■ **Using the information**
1. Update the text on crystals and herbs from "Popular herbs such" through "continue to dwindle.", inclusive, replacing "herbs" with "plants".
2. According to the text on crystals and herbs, why does Newborn prefer crystals, tarot and the zodiac to a religious institution? Answer in one to three sentences.
[Provided text — start]
Crystals and herbs have been associated throughout history with the supernatural and have long been thought to provide humans with healing, vitality and tranquility. Bright crystals like amethyst and rose quartz are thought to aid in creating relationships, while darker stones such as black tourmaline are said to absorb negative energies and toxicity.

Popular herbs such as rosemary are thought to provide protection, while Panax Ginseng “quiets the spirit, particularly (the soul), helps stop palpitations with anxiety and, where necessary, opens the heart and strengthens the resolve,” according to holistic healer Maura Farragher.

For some young people, experimenting with crystals and herbs is akin to a hobby. As one writer put it in 2019, “the route I’ve taken with my personal collection is something closer to casual curation than prescription.” For others, they meet a spiritual need to feel at home in the universe and connected to the “energies” at work around them.

They often seem to fill a gap where traditional religious beliefs, practices and community might have been, as attendance rates at religious services among Gen Z continue to dwindle.

Blake Newborn, a 22-year-old who lives in Pennsylvania, used to go to church, but now he prefers to find spiritual solace in crystals, tarot and the zodiac. “I would prefer these any day over a religious institution. Sometimes I don’t feel like they’re welcoming to certain groups of people,” he adds. Though Newborn identifies as an atheist, he acknowledges the universe as a higher power who accepts him. “My identities clash with the Bible, but not the universe. The universe created you and accepts you for who you are.”

The last time Newborn went to church, he said, “I didn’t feel welcome. There was something inside of me that was like, ‘You don’t really fit in here.’ It may have been that the energies were off with mine.”

When I talked to Newborn, he was wearing a crystal bracelet with a tiger’s eye stone that he believes provides strength. Newborn’s astrology sign is a Leo, and his Zodiac sign is a tiger, bringing the choice of bracelet full-circle. He also had a salt lamp to cleanse the energy of his bedroom, combat negativity, give him a sense of focus and promote calm. 

Newborn’s use of crystals has brought him closer to his aunt, who, though she actively attends church, started practicing with crystals as well. “She feels more connected to that spirituality, and she will talk about it with me, and we will really vibe with one another,” Newborn said.

As Greenaway’s experience attests, New Age spiritual practices were once isolating and individualistic, but with growing numbers of young people engaging in these practices, community has formed around them of late. “Literally everyone I know looks at their Zodiac signs, goes to Tarot card readings and has some type of crystal,” said Newborn, adding, “only a couple of people I know go to church.”
[Provided text — finish]
[Given entries — start]
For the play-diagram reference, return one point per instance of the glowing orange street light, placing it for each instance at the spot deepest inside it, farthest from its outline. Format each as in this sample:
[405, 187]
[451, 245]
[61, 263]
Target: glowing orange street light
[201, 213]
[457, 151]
[Given entries — finish]
■ **Answers per task**
1.
Popular plants such as rosemary are thought to provide protection, while Panax Ginseng “quiets the spirit, particularly (the soul), helps stop palpitations with anxiety and, where necessary, opens the heart and strengthens the resolve,” according to holistic healer Maura Farragher.

For some young people, experimenting with crystals and plants is akin to a hobby. As one writer put it in 2019, “the route I’ve taken with my personal collection is something closer to casual curation than prescription.” For others, they meet a spiritual need to feel at home in the universe and connected to the “energies” at work around them.

They often seem to fill a gap where traditional religious beliefs, practices and community might have been, as attendance rates at religious services among Gen Z continue to dwindle.

2. Newborn says religious institutions sometimes don't feel welcoming to certain groups of people. He says his identities clash with the Bible but not with the universe, which he believes accepts him for who he is.